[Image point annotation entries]

## start

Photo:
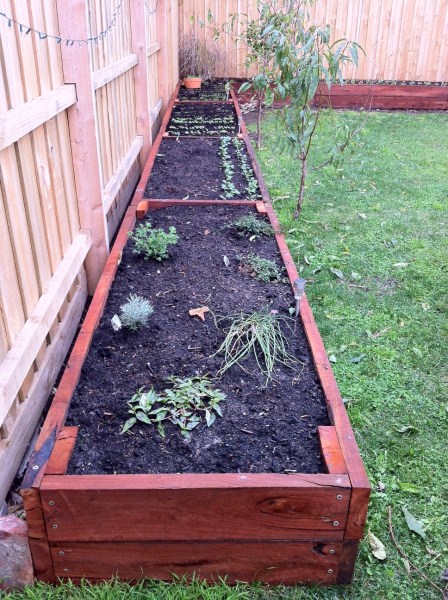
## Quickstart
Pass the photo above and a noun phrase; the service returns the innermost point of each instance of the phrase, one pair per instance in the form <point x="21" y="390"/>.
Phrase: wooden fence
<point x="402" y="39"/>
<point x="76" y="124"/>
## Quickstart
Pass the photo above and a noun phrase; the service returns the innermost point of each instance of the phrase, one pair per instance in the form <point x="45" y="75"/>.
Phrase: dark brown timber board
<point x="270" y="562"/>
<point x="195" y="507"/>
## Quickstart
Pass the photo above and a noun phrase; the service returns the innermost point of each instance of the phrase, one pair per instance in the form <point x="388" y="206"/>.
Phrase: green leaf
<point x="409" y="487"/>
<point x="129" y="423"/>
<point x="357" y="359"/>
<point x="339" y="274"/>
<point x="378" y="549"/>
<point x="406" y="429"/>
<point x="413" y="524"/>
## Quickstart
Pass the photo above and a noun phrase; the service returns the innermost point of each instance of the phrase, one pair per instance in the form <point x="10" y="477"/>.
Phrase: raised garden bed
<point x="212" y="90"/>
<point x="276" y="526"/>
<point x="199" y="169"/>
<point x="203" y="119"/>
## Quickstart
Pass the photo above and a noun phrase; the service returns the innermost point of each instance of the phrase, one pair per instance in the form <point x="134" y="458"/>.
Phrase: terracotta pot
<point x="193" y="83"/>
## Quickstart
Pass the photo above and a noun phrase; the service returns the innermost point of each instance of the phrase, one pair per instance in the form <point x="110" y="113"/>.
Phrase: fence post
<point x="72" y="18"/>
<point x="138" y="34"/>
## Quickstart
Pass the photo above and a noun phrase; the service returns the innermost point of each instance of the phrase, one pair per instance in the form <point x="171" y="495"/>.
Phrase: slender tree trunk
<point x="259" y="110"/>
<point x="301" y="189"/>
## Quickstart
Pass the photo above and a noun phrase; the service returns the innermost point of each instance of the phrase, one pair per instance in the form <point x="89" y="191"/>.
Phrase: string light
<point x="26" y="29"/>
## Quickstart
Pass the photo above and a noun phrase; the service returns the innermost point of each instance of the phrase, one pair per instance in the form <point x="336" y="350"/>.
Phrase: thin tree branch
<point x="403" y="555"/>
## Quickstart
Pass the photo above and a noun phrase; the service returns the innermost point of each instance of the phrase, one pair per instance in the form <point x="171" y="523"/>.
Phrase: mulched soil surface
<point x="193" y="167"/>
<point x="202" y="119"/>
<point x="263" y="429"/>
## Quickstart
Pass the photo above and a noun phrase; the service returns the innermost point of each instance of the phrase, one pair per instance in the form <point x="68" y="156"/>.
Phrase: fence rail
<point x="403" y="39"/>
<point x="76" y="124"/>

## end
## start

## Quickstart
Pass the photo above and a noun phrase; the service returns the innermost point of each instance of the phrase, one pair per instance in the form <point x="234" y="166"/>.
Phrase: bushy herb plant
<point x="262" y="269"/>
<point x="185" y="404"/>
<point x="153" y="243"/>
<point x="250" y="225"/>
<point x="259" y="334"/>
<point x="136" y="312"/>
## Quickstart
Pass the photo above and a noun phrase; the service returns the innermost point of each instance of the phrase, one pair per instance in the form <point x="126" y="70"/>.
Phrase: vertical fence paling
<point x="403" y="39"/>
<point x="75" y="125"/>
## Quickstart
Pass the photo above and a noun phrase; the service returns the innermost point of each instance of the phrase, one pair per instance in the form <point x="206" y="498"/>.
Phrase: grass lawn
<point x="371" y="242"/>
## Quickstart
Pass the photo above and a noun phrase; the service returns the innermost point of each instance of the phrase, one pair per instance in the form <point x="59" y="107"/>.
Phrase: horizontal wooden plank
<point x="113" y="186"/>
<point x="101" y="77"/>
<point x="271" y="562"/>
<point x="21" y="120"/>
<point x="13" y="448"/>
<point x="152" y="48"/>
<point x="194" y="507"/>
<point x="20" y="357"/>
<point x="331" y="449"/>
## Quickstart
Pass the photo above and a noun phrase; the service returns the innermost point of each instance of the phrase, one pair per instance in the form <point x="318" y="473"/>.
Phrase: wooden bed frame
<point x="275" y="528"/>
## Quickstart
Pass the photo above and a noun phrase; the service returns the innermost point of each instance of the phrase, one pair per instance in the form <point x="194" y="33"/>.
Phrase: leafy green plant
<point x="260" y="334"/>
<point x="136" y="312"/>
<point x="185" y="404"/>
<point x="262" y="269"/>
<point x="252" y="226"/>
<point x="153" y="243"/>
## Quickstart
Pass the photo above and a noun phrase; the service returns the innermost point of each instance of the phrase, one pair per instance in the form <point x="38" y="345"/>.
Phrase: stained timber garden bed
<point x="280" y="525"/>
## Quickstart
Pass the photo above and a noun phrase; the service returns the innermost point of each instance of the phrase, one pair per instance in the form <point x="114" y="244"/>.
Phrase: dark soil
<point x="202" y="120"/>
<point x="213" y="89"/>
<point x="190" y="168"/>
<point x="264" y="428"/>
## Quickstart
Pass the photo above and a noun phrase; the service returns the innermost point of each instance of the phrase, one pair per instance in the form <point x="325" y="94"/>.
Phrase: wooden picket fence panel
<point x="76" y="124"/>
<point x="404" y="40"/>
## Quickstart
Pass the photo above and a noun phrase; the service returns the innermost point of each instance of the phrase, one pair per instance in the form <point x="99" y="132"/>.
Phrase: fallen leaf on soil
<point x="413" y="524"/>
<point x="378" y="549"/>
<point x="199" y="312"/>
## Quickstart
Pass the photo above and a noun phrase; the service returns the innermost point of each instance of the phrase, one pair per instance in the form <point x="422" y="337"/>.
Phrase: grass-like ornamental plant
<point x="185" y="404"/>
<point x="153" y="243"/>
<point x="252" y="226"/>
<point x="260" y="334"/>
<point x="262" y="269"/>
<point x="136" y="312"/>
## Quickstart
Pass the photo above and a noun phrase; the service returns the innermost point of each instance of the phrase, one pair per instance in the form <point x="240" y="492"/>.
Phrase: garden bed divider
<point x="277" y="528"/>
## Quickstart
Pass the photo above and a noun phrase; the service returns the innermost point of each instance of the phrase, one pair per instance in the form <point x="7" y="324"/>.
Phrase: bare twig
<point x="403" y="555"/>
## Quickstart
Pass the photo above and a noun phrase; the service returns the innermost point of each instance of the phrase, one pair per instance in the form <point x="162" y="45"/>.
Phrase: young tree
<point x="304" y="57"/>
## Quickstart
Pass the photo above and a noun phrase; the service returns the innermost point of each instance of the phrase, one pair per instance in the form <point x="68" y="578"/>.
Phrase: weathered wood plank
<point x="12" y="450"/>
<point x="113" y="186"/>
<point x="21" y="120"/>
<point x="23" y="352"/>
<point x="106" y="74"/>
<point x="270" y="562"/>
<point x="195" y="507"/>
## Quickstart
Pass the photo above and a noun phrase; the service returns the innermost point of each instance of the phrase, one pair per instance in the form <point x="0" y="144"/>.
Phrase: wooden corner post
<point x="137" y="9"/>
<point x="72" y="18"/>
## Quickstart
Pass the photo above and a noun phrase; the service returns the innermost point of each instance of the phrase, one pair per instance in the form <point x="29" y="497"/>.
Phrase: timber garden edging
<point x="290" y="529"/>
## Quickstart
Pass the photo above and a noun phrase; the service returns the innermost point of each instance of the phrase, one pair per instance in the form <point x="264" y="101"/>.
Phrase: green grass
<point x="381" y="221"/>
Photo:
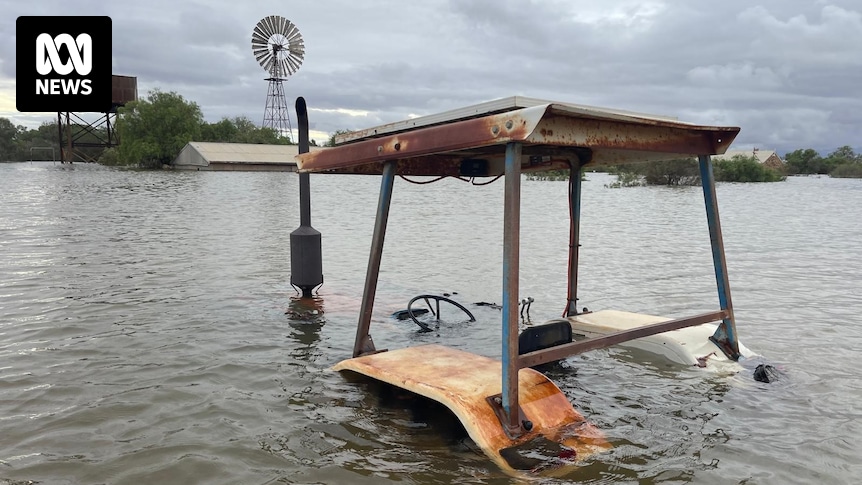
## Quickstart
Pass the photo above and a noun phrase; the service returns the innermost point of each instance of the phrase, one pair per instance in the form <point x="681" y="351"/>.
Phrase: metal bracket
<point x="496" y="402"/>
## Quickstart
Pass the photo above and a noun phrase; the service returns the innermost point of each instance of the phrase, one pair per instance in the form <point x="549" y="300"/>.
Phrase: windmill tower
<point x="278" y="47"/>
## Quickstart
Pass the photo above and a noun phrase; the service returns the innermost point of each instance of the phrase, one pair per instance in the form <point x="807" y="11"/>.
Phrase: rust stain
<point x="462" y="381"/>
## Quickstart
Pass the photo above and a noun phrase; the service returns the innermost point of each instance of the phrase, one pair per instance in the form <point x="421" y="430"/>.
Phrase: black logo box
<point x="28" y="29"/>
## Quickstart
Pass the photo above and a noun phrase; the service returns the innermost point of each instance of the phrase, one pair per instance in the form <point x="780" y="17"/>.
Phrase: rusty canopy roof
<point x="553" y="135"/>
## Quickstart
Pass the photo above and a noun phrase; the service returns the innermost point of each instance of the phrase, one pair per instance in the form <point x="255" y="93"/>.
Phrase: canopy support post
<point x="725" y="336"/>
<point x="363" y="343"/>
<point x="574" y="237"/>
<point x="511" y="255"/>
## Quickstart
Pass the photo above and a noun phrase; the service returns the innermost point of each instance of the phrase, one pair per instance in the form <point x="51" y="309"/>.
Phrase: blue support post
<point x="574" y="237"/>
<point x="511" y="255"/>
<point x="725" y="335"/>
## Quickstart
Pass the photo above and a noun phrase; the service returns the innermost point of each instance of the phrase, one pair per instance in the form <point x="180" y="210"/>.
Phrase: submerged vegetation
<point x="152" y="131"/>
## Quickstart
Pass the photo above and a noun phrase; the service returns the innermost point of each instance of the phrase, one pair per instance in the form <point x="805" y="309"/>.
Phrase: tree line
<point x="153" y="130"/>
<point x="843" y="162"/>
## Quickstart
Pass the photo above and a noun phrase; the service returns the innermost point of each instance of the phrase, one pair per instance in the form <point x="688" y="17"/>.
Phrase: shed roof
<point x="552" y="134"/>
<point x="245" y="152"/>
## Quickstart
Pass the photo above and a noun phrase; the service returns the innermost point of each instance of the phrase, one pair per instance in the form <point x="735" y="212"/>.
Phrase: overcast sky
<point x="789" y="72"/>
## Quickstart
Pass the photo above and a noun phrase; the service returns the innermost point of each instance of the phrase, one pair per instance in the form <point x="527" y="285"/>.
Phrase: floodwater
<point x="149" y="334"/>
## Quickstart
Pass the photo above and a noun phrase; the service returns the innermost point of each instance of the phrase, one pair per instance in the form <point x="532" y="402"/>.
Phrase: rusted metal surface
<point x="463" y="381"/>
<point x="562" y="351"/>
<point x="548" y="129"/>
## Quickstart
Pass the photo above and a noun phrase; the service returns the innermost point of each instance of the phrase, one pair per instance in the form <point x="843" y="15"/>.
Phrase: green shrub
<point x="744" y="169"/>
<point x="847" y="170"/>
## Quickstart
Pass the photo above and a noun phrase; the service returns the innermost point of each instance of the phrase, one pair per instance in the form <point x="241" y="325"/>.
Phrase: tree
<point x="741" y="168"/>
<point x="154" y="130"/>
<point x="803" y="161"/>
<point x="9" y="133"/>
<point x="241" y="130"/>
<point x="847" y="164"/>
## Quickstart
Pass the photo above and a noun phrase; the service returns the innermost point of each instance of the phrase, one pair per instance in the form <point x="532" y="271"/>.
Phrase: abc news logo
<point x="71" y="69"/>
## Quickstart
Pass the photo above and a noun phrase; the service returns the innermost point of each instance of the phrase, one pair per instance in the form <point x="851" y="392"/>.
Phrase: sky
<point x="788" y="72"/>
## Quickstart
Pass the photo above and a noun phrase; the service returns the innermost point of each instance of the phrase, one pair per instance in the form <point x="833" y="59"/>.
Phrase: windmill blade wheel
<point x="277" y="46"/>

## end

Pick out every line of the material that contains the word "metal" and copy each of those lines. Case counts.

- Reply to the exercise
Phrase: metal bracket
Phrase: rusted metal surface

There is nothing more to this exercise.